Exercise passage:
┄┄┄┄┄┄┄┄┄┄┄┄┄┄┄┄┄┄┄┄

Nurses' body on TRHA 3-year offer: 'We want permanent employment'

Nurses of the Scarborough General Hospital protest outside the hospital in 2020, calling on government to end short-term contracts in favour of permanent employment. FILE PHOTO  -
Nurses of the Scarborough General Hospital protest outside the hospital in 2020, calling on government to end short-term contracts in favour of permanent employment. FILE PHOTO -

President of the Trinidad and Tobago Registered Nurses Association (TTRNA) Idi Stuart has described the new three-year contracts to be offered to Tobago Regional Health Authority (TRHA) temporary staff as insufficient.

Stuart said on Monday the nurses deserve permanent employment.

He said: “The association, whilst pleased with the announcement by the chief secretary, while we are glad that they, employed by the TRHA under short-term contracts, will be given a bit more stability with new three-year contracts, I think the nurses would have done their duty and deserve a longer form of employment. In our view, while it’s a good move, it is not enough.”

Stuart said the new contracts offer little reprieve as they were still short-term employment.

"We see no difference between the three months, six months, one year, two years or three years – all of them are still temporary forms of employment. We see it as a minimum for where nurses and midwives ought to be...It is just bringing them in line with all the other short-term nurses and midwives who operate within the TRHA.”

┄┄┄┄┄┄┄┄┄┄┄┄┄┄┄┄┄┄┄┄

Available data:
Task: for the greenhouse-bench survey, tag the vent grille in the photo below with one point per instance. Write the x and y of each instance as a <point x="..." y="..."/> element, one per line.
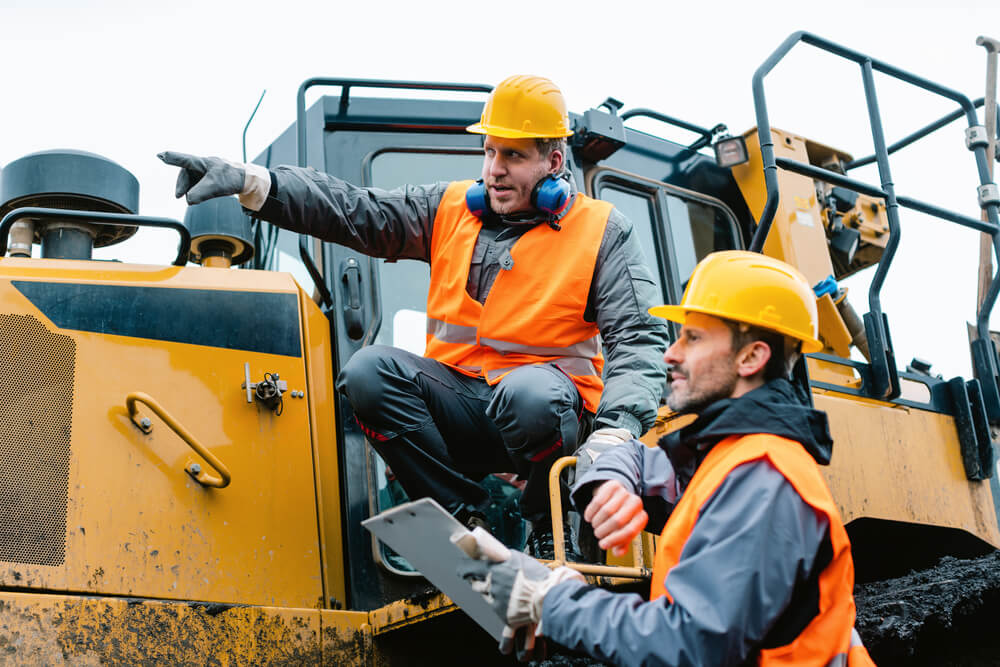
<point x="36" y="417"/>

┄┄┄┄┄┄┄┄┄┄┄┄┄┄┄┄┄┄┄┄

Problem 1: Reproduce the passage of the nurses' contract article from "President of the" up to and including "staff as insufficient.", swapping "insufficient" for "inadequate".
Problem 2: Carry on the article about the TRHA nurses' contracts from the point at which it stops.

Written answer 1:
President of the Trinidad and Tobago Registered Nurses Association (TTRNA) Idi Stuart has described the new three-year contracts to be offered to Tobago Regional Health Authority (TRHA) temporary staff as inadequate.

Written answer 2:
He said the TRHA is known for not hiring anyone  permanently, noting that staff who are permanently employed with the TRHA are those who would have been hired 15 years ago.

“So there is really no one under 15 years of the service of the authority who is permanently employed in the TRHA. Barring those who would have transferred with their permanency from other RHAs in Trinidad, everyone else who would have been hired is temporarily employed.”

He believes Chief Secretary Augustine is focusing on those who were called to duty in the parallel healthcare system, working with covid19 patients.

“I guess those are the ones he’s eager about. However ,we want a more comprehensive statement with regard to all of the other nurses who are working general and have been getting repeatedly two- and three-year contracts."

Stuart said the focus should not only be on the upgrade of the healthcare infrastructure on the island.

“It cannot be enough that we are willing to build permanent structures in Tobago – billion-dollar healthcare facilities in Scarborough and in Roxborough, which our children will have to be paying back, yet those persons who are working inside of those facilities are given two-year and three-year forms of employment. It’s a total irony. There is no justification for it.”

He recalled that Finance Minister Colm Imbert, after the TTRNA’s nationwide demonstration in October 2021 lobbying for permanent employment for all nurses and midwives, promised government would regularise all nurses across the board.

“We would want to know if they’re doing that in Trinidad – in terms of making these persons permanently on the staff establishment which they have the space to do – s it that TRHA nurse is going to get less than those of their counterparts in Trinidad?”

He said since the December 6 THA elections, he has been trying to contact new Secretary of Health Dr Faith BYisrael without success.

Contacted for comment, BYisrael said the three-year contracts are not only for nurses.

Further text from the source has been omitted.